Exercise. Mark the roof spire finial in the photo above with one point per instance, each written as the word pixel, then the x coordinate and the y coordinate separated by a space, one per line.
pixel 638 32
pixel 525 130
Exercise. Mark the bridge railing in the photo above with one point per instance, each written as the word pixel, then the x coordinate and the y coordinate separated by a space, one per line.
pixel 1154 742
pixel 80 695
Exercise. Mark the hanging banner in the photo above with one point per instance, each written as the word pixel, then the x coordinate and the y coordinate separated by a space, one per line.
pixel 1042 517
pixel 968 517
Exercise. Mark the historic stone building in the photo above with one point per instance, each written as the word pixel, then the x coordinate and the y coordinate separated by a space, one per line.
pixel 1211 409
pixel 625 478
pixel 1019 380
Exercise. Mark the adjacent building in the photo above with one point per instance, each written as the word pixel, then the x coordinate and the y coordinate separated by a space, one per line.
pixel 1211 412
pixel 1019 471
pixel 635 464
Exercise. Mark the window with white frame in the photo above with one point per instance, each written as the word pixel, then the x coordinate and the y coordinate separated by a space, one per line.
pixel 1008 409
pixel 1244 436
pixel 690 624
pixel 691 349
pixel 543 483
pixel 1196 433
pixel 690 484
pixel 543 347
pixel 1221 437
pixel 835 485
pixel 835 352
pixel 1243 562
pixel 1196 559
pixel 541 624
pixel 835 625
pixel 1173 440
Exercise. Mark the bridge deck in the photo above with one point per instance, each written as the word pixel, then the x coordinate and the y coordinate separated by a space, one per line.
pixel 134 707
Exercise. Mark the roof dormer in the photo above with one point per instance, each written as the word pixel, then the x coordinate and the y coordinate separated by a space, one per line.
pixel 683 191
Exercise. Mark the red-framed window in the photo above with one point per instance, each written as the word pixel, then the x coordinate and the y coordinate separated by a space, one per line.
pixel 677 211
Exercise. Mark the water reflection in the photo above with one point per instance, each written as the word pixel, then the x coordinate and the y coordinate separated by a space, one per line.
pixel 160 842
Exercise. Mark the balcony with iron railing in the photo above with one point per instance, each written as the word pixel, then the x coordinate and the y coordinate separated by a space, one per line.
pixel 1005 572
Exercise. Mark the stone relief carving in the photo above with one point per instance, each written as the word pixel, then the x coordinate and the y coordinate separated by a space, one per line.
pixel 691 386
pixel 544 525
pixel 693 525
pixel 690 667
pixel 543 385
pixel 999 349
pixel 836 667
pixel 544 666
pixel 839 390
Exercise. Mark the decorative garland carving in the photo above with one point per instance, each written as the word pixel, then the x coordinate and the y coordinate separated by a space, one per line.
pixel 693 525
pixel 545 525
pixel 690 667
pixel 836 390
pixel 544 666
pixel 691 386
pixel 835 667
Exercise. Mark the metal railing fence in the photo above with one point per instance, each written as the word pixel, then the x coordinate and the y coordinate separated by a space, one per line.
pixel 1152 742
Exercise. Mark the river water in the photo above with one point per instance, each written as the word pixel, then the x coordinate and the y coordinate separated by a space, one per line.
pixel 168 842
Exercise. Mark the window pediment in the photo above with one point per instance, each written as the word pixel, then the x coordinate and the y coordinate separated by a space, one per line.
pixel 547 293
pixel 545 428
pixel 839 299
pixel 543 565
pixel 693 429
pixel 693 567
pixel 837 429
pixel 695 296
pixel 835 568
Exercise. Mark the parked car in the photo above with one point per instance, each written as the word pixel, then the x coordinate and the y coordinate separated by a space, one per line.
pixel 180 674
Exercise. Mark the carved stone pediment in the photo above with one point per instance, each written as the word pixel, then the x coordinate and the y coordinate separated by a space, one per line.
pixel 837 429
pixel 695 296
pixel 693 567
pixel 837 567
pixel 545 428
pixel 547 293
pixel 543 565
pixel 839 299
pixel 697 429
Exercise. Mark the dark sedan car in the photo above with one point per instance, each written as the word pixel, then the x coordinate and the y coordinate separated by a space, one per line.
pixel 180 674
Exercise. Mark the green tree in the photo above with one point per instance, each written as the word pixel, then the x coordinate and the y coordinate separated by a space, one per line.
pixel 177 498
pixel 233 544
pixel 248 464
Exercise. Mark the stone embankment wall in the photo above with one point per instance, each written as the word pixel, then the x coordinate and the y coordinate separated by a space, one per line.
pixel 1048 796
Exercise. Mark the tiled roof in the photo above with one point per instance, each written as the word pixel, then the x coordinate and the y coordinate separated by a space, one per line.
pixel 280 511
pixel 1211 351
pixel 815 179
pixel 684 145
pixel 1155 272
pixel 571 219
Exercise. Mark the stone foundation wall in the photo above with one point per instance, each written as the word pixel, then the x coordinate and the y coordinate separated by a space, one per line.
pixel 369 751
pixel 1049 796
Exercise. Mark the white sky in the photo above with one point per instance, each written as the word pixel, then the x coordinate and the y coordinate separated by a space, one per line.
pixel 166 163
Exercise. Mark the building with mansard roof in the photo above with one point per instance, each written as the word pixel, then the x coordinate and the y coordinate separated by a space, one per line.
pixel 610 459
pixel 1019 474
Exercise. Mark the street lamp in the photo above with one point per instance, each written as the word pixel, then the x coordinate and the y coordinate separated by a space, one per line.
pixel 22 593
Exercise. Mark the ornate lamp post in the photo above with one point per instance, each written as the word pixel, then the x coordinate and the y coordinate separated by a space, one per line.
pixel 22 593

**What you will do**
Copy all of the entries above line for line, with no changes to any wording or number.

**Full answer**
Exercise. Mark the roof spire finial in the photo above with one point per instance, each written as the word pixel, then the x coordinate and the y coordinate separated by a space, one per line.
pixel 638 32
pixel 525 130
Exercise. Mark the bridge railing in the photo above with one point per instance, each written as the word pixel, then the x coordinate and the y coordinate separated by a space, one per line.
pixel 1154 742
pixel 80 695
Exercise. Mark the hanging banner in the photo above with one point per instance, each written as the word pixel, then the x coordinate and the y coordinate separated by a space, one per line.
pixel 1042 517
pixel 968 517
Exercise. Mark the historic stone building in the photo above with one point per instance, each written as the word pixel, then the x coordinate and the y coordinate separated by a space, one per line.
pixel 1211 409
pixel 625 478
pixel 1019 380
Exercise. Mark the adjacent building in the photo above with one point per instance, each written as the word pixel, then the x coordinate and the y coordinate separated by a space, one per line.
pixel 1211 412
pixel 1019 471
pixel 635 464
Exercise. Mark the window with white frame in the photo above with one point per instance, each written as the word pixel, then the x coordinate and the y coordinate separated by a space, one per line.
pixel 1008 409
pixel 1244 436
pixel 690 624
pixel 691 349
pixel 543 483
pixel 1196 433
pixel 690 484
pixel 543 347
pixel 1221 437
pixel 835 485
pixel 835 352
pixel 1243 562
pixel 1196 559
pixel 541 624
pixel 835 625
pixel 1173 440
Exercise. Mark the bridge deck in the photo above with one point per instance, each written as the word pixel, then the x coordinate and the y coordinate separated by a space, one per line.
pixel 134 707
Exercise. Mark the roof dormer in the photo above with one point per instance, each written as the word pixel, then the x coordinate and the y coordinate separated by a space, one per line.
pixel 683 191
Exercise. Mark the red-framed window in the photo above with one point per instance, each written as the word pixel, then the x coordinate and the y coordinate separated by a space, one per line.
pixel 677 211
Exercise. Mark the water reflection in the photo above with one point per instance, each written as the word pixel, then the x coordinate and the y coordinate separated by a space, one per line.
pixel 160 842
Exercise. Mark the balcony with iron railing in the photo above with one point per instance, each written as the word pixel, then the x coordinate and the y coordinate separated by a space, one per line.
pixel 1005 572
Exercise. Mark the stone relief carving in the photo above with one point per instance, each written as the word pixel, then the x coordinate and the y coordinate separated by a space, one per line.
pixel 691 386
pixel 544 525
pixel 693 525
pixel 690 667
pixel 543 385
pixel 999 349
pixel 836 667
pixel 544 666
pixel 839 390
Exercise. Mark the decorative garland carving in the photo above with one point per instance, each written as the word pixel, then the x coordinate and the y coordinate separated by a space, one per line.
pixel 693 525
pixel 545 525
pixel 690 667
pixel 836 390
pixel 544 666
pixel 691 386
pixel 835 667
Exercise. Mark the metal railing fence in the photo above with one point per instance, each written as the word pixel, then the x coordinate and the y coordinate separated by a space, one per line.
pixel 1152 742
Exercise. Mark the river water in the photo above with one point per instance, each written as the word pixel, then the x coordinate and the y coordinate separated by a space, one per line.
pixel 168 842
Exercise. Mark the window pediment in the photo above with one point per instance, each written as the word pixel, then the x coordinate and the y coordinate separated by a space, one per line.
pixel 547 293
pixel 545 428
pixel 839 299
pixel 543 565
pixel 693 429
pixel 693 567
pixel 837 429
pixel 695 296
pixel 835 568
Exercise. Mark the parked car in the photo above with one point per instance, each written as the word pixel, then the x coordinate and the y coordinate separated by a space, one per line.
pixel 180 674
Exercise. Mark the carved stone pediment in the photo above with one point per instance, each written as the word pixel, then the x coordinate and the y coordinate separated by a space, one per line.
pixel 837 429
pixel 695 296
pixel 693 567
pixel 837 567
pixel 545 428
pixel 547 293
pixel 543 565
pixel 839 299
pixel 697 429
Exercise. Mark the dark sedan car in the photo above with one point per instance, each written as the word pixel, then the x coordinate and the y coordinate separated by a space, one per line.
pixel 180 674
Exercise. Mark the green tree in the photo above with one point per instance, each written as the word pixel, then the x coordinate and the y coordinate separated by a space, one per line.
pixel 177 498
pixel 233 544
pixel 248 464
Exercise. Mark the stone embankment wall in the photo above with one point per instance, each written as the word pixel, then the x coordinate and the y coordinate separated by a space, one per line.
pixel 1048 796
Exercise. Mark the tiled roof in the photo above with one point per instance, each written as the word pixel, then the x coordinate and the y coordinate separated by a space, one per line.
pixel 280 511
pixel 1211 351
pixel 815 179
pixel 684 145
pixel 1155 272
pixel 571 219
Exercise. Mark the stone foundation wall in the photo above with one point per instance, each written as the word pixel, then the x coordinate and the y coordinate separated by a space, one per line.
pixel 369 751
pixel 1049 796
Exercise. Mark the white sky in the photo above with one point per instance, each written as the word pixel, then the x coordinate and the y coordinate separated by a space, one per line.
pixel 166 163
Exercise. Mark the building with mansard roof in the photo above with one point per instance, each written as the word pixel, then the x coordinate and the y coordinate separated by a space, one per line.
pixel 610 459
pixel 1019 474
Exercise. Mark the street lamp in the photo above with one point per instance, each written as the word pixel, then the x coordinate and the y coordinate separated by a space, one per line.
pixel 22 593
Exercise. Mark the ornate lamp post in the photo above with one point per instance, each written as the word pixel, then the x coordinate and the y coordinate separated by a space, one per line.
pixel 22 593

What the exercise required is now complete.